== Problem description ==
Duplicate from the DPMpost documentation page the portion between "R Documentation" and "skew t distributions.", inclusive.

== Provided passage ==

R: Posterior estimation for Dirichlet process mixture of...

DPMpost {NPflow}

R Documentation

Posterior estimation for Dirichlet process mixture of multivariate (potentially skew) distributions models

Description

Partially collapse slice Gibbs sampling for Dirichlet process mixture of multivariate normal, skew normal or skew t distributions.

Usage

DPMpost(
  data,
  hyperG0,
  a = 1e-04,
  b = 1e-04,
  N,
  doPlot = TRUE,
  nbclust_init = 30,
  plotevery = floor(N/10),
  diagVar = TRUE,
  verbose = TRUE,
  distrib = c("gaussian", "skewnorm", "skewt"),
  ncores = 1,
  type_connec = "SOCK",
  informPrior = NULL,
  ...
)

Arguments

`data`	data matrix `d x n` with `d` dimensions in rows and `n` observations in columns.
`hyperG0`	prior mixing distribution.
`a`	shape hyperparameter of the Gamma prior on the concentration parameter of the Dirichlet Process. Default is `0.0001`.

== Given data ==
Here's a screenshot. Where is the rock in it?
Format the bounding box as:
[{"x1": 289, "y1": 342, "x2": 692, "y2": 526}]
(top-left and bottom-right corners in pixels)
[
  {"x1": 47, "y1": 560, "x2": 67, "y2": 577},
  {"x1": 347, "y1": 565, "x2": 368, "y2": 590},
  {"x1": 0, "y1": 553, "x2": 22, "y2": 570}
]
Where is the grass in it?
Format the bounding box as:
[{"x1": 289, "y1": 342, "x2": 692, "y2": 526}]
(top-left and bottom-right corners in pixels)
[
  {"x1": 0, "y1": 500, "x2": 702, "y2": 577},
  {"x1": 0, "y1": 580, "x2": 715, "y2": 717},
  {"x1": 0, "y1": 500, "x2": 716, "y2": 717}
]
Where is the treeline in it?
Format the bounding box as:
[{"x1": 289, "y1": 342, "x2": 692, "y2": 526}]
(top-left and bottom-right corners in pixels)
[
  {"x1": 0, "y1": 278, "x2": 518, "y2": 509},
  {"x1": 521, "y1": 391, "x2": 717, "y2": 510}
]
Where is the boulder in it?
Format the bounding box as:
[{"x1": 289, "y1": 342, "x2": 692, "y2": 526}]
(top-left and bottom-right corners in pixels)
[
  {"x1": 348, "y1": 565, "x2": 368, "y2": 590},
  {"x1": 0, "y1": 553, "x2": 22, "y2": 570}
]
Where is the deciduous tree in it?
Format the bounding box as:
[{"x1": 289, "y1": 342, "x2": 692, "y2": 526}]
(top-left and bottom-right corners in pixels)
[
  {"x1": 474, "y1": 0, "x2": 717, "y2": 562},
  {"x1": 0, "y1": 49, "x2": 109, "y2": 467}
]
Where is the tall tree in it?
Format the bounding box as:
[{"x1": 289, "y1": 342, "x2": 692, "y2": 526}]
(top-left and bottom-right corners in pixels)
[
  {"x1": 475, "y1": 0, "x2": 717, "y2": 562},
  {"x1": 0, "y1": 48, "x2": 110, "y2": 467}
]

== Solution ==
R Documentation

Posterior estimation for Dirichlet process mixture of multivariate (potentially skew) distributions models

Description

Partially collapse slice Gibbs sampling for Dirichlet process mixture of multivariate normal, skew normal or skew t distributions.